What is asked:
Find each line in the rows below that contains the string "holding", matching case exactly, and copy those lines out in full.

=== Source data ===

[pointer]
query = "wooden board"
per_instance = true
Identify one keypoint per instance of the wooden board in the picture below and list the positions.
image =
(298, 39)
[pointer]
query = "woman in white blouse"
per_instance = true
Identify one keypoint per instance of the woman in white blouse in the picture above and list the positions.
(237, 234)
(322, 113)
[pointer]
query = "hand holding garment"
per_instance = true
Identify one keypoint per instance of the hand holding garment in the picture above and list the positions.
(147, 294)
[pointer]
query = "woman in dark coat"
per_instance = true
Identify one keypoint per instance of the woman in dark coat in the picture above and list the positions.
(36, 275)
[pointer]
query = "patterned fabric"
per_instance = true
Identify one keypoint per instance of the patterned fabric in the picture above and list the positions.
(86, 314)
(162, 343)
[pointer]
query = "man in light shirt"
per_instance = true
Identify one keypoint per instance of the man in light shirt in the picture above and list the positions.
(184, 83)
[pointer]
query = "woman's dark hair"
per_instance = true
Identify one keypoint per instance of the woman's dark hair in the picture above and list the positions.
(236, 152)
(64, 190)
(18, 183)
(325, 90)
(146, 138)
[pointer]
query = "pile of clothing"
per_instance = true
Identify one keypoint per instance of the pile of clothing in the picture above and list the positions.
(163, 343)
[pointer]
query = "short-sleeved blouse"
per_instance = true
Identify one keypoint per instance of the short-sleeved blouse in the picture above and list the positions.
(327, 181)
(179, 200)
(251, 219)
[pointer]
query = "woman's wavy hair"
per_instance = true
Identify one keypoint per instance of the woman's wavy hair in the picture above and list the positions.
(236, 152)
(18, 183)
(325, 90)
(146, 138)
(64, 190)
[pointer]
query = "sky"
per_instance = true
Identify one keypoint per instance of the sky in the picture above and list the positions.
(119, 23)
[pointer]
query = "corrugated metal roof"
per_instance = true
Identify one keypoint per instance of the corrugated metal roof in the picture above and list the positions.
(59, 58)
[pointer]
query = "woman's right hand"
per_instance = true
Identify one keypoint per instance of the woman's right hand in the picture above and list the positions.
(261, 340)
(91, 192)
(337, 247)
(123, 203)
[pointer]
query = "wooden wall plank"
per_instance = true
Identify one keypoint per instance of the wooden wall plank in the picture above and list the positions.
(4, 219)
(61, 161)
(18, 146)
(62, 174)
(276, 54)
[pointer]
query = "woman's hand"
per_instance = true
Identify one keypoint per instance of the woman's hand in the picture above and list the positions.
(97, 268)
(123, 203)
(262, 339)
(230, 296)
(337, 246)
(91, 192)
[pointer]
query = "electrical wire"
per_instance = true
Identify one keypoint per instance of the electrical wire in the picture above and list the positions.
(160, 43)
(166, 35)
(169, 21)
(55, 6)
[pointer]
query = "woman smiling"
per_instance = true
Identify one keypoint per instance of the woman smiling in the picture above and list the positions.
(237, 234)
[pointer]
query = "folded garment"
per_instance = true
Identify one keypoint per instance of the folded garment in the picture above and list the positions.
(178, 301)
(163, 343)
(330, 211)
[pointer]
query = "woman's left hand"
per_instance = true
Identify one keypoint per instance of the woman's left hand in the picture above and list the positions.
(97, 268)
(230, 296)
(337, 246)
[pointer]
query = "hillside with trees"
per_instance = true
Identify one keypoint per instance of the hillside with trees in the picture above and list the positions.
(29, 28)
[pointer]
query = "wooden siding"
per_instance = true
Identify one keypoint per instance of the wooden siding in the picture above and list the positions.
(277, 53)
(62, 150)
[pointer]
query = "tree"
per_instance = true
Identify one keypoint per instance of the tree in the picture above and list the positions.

===

Task response:
query = "hand holding garment"
Identify one keypoint per instance of the hand holding garment in the picture above and list the positions.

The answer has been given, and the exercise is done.